Write out every entry exactly as it stands.

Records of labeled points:
■ ■ ■

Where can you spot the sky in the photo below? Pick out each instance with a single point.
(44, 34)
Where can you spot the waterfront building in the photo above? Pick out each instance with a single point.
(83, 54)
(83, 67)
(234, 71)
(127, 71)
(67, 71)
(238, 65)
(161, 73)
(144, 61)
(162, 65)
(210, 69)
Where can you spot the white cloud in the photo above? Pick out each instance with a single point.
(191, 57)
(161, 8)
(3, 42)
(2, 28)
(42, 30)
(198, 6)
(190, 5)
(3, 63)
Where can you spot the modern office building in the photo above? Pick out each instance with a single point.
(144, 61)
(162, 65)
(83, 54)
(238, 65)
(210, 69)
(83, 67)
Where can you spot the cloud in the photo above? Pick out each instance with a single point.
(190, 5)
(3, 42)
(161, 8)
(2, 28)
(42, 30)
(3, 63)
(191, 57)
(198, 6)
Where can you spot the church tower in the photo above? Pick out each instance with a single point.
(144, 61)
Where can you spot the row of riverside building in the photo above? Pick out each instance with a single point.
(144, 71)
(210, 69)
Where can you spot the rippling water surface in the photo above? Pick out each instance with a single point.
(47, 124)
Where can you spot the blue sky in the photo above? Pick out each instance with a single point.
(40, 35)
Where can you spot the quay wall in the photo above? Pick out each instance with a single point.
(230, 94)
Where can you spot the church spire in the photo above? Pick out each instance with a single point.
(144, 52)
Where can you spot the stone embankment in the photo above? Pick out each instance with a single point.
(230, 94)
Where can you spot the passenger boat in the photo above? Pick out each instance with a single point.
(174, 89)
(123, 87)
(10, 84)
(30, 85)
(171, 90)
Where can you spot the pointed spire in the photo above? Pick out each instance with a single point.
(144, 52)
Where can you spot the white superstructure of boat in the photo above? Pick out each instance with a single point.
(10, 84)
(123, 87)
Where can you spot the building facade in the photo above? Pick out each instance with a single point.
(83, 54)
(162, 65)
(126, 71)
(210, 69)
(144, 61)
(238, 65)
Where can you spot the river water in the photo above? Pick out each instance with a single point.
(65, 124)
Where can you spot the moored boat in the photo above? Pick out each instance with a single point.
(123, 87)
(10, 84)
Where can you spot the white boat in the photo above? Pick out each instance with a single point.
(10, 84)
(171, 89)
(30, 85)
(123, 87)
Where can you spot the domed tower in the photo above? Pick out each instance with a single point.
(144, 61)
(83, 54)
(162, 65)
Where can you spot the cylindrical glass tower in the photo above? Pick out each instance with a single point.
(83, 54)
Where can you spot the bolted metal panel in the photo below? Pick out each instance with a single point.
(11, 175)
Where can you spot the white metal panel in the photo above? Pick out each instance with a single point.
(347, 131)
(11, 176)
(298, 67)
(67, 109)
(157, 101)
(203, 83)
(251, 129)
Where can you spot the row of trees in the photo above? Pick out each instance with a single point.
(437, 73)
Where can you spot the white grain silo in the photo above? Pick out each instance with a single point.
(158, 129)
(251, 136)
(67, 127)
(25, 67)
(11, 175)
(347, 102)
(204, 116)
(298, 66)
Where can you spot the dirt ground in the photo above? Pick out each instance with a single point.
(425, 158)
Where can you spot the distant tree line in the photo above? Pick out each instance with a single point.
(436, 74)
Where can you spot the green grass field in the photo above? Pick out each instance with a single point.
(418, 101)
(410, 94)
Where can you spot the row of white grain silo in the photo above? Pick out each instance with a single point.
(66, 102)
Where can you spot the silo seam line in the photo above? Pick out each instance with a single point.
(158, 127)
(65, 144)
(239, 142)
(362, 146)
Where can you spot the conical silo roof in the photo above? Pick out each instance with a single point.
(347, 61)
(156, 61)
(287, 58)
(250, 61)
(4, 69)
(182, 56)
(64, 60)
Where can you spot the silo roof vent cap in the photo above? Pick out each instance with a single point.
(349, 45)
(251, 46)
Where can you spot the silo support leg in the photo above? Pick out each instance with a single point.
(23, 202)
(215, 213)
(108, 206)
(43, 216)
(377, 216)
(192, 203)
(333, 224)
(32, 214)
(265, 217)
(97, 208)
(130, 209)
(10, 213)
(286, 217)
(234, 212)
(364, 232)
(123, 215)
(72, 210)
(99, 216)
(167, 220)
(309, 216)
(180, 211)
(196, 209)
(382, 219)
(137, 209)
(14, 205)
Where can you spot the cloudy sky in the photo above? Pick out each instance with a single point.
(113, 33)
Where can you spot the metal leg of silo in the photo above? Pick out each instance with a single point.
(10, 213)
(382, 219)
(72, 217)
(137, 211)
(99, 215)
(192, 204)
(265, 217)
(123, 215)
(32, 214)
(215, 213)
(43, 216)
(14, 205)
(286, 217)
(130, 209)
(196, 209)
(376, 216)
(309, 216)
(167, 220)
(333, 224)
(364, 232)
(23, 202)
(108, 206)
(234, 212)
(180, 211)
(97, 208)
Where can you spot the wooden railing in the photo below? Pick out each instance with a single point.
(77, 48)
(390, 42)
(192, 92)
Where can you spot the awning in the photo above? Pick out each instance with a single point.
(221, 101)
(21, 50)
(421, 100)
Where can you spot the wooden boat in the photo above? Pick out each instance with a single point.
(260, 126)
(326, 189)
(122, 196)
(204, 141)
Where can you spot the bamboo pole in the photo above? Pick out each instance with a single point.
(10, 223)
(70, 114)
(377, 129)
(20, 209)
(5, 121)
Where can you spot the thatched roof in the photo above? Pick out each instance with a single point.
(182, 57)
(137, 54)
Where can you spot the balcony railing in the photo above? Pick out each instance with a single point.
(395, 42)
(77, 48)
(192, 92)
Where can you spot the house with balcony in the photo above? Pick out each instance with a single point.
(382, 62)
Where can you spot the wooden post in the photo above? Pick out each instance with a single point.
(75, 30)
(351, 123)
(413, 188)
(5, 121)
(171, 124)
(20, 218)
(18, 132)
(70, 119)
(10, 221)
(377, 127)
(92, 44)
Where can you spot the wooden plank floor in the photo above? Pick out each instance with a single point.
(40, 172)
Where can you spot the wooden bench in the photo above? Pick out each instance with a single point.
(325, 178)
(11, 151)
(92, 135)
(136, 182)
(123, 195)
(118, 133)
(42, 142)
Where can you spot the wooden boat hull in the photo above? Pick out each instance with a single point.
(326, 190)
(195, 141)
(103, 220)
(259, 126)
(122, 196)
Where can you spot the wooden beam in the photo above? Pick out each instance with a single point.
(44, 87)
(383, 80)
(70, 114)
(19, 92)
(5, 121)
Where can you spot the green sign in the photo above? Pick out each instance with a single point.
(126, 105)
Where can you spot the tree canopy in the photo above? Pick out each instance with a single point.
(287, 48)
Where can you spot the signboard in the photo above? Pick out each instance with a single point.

■ ■ ■

- [THE SOLUTION]:
Where can you spot the sky in the photo below? Pick out each instance with a single point.
(44, 34)
Where can you spot the waterfront building in the photo above? Pick out each instance with a single point.
(83, 54)
(83, 67)
(234, 71)
(127, 71)
(67, 71)
(238, 65)
(161, 73)
(144, 61)
(162, 65)
(210, 69)
Where can you spot the white cloud in the photo above? Pick out each instance with a single point.
(191, 57)
(161, 8)
(3, 42)
(2, 28)
(42, 30)
(198, 6)
(190, 5)
(3, 63)
Where can you spot the modern office building in the photo above? Pick out each instance with a single point.
(144, 61)
(162, 65)
(83, 54)
(238, 65)
(210, 69)
(83, 67)
Where can you spot the cloud in the photo above? Pick out each instance with a single point.
(190, 5)
(3, 42)
(161, 8)
(2, 28)
(42, 30)
(3, 63)
(191, 57)
(198, 6)
Where can you spot the church tower in the photo above? Pick out each instance with a single point.
(144, 61)
Where can you spot the row of riverside building in the photo above? Pick out each instance with a single point.
(144, 71)
(210, 69)
Where can you spot the rippling water surface in the photo above? Pick out each instance with a single point.
(47, 124)
Where can you spot the blue sky in the photo above? Pick out each instance with a single point.
(40, 35)
Where can you spot the quay wall in the photo above? Pick out each instance with a single point.
(230, 94)
Where can you spot the church spire in the photo above? Pick out each instance with a single point.
(144, 52)
Where can you spot the stone embankment in the photo above? Pick out each instance with a single point.
(230, 94)
Where can you spot the passenger boat in the photo above? Pick out each instance with a single point.
(174, 89)
(123, 87)
(10, 84)
(30, 85)
(171, 90)
Where can you spot the pointed spire in the photo above? Pick out each instance with a single point.
(144, 52)
Where can you spot the white superstructure of boat in the photo above? Pick out each instance with a single point.
(10, 84)
(123, 87)
Where can you spot the building facade in the photo above? Pick out each instance with a single point.
(83, 54)
(162, 65)
(126, 71)
(210, 69)
(144, 61)
(238, 65)
Where can you spot the river water in the photo above? Pick out each instance with a single point.
(65, 124)
Where can you spot the moored boat in the photo above? Pick out each instance with a single point.
(123, 87)
(10, 84)
Where can you spot the white boat in the photo above? Pick out each instance with a single point.
(10, 84)
(171, 89)
(30, 85)
(123, 87)
Where can you spot the domed tower in the photo above? Pick out each instance with a single point.
(144, 61)
(83, 54)
(162, 65)
Where can you spot the cylindrical glass tower in the photo above? Pick out each instance with a single point.
(83, 54)
Where can you spot the bolted metal panel in the photo below? Pick out each instance with a single point.
(11, 175)
Where can you spot the white metal panel in the photo above? Pick out each instance with a single point.
(347, 131)
(11, 176)
(298, 67)
(67, 109)
(157, 101)
(203, 83)
(251, 129)
Where can you spot the row of trees in the photo above? Pick out each instance with a single point.
(437, 73)
Where can you spot the white grain silo in the photo above? Pick out each instance with a single point.
(158, 129)
(251, 136)
(67, 127)
(25, 67)
(11, 175)
(347, 102)
(204, 116)
(298, 66)
Where can you spot the dirt ground in the photo above? Pick out each instance with a single point.
(425, 158)
Where can you spot the distant tree line in the photo above? Pick out each instance with a single point.
(436, 74)
Where can you spot the green grass field in the photo above? Pick out each instance with a single point.
(418, 101)
(410, 94)
Where can you spot the row of white grain silo in the photo above? Pick out each instance with a single point.
(66, 102)
Where can you spot the silo seam line in the photo above? Pick out each instance with a single point.
(158, 127)
(65, 144)
(239, 142)
(362, 146)
Where can you spot the conical silo roof in the photo above? Pick out each instance with a single point.
(347, 61)
(156, 61)
(287, 58)
(250, 61)
(4, 69)
(182, 56)
(64, 60)
Where can you spot the silo roof vent cap in the photo above? Pick out each instance with a single point.
(349, 45)
(251, 46)
Where can you spot the silo support leg in the photo above? Pick out each instance with a single point.
(23, 202)
(215, 213)
(108, 206)
(43, 216)
(377, 216)
(192, 203)
(333, 224)
(32, 214)
(265, 217)
(97, 208)
(130, 209)
(10, 213)
(286, 217)
(234, 212)
(364, 232)
(123, 215)
(72, 210)
(99, 216)
(167, 220)
(309, 216)
(180, 211)
(196, 209)
(382, 219)
(137, 209)
(14, 205)
Where can you spot the cloudy sky in the photo above? Pick out each instance with a single point.
(113, 33)
Where can you spot the metal leg of silo in the photo above? Pick out each instance with a single point.
(10, 213)
(382, 219)
(72, 217)
(137, 211)
(99, 215)
(192, 204)
(265, 217)
(123, 215)
(32, 214)
(215, 213)
(43, 216)
(14, 205)
(286, 217)
(130, 209)
(196, 209)
(376, 216)
(309, 216)
(167, 220)
(333, 224)
(364, 232)
(23, 202)
(108, 206)
(234, 212)
(180, 211)
(97, 208)
Where can you spot the wooden railing in the photo below? Pick out each instance with a single point.
(77, 48)
(390, 42)
(192, 92)
Where can you spot the awning in the photo above? Pick out each instance with a single point.
(221, 101)
(21, 50)
(421, 100)
Where can you spot the wooden boat in the photo above? Pick out each instance with a single point.
(260, 126)
(326, 189)
(122, 196)
(204, 141)
Where can you spot the bamboo pole in the photo above? Pick out each instance with a single point.
(10, 223)
(70, 114)
(377, 129)
(20, 209)
(5, 121)
Where can you spot the thatched roof in the photo above? Pick out each instance with a single point.
(182, 57)
(137, 54)
Where can you spot the balcony railing in the photo above? Pick out each instance with a single point.
(395, 42)
(77, 48)
(192, 92)
Where can you spot the house with balcony in the photo above? Pick out each instance with a single point.
(382, 62)
Where can you spot the wooden post in the photo above? Pick out each instance with a single point.
(75, 30)
(351, 123)
(413, 188)
(5, 121)
(171, 124)
(20, 218)
(18, 132)
(70, 119)
(10, 221)
(377, 127)
(92, 44)
Where can you spot the wooden plank floor in the photo above? Pick out each instance with a single point.
(40, 172)
Where can you spot the wooden bench in the photo above? Pick out each instance with a single point.
(325, 178)
(11, 151)
(92, 135)
(136, 182)
(123, 195)
(118, 133)
(42, 142)
Where can you spot the wooden boat hull in the photo above? Pick out each instance with a single point.
(326, 190)
(195, 141)
(103, 220)
(259, 126)
(122, 196)
Where can you spot the wooden beam in the photo above? Pick out each instance with a single point.
(44, 87)
(383, 80)
(70, 114)
(19, 92)
(5, 121)
Where can you spot the green sign in the photo above? Pick out each instance with a single point.
(126, 105)
Where can you spot the tree canopy in the photo above? Pick out each instance with a single point.
(287, 48)
Where can you spot the signboard in the photo above? Pick out each instance with a single point.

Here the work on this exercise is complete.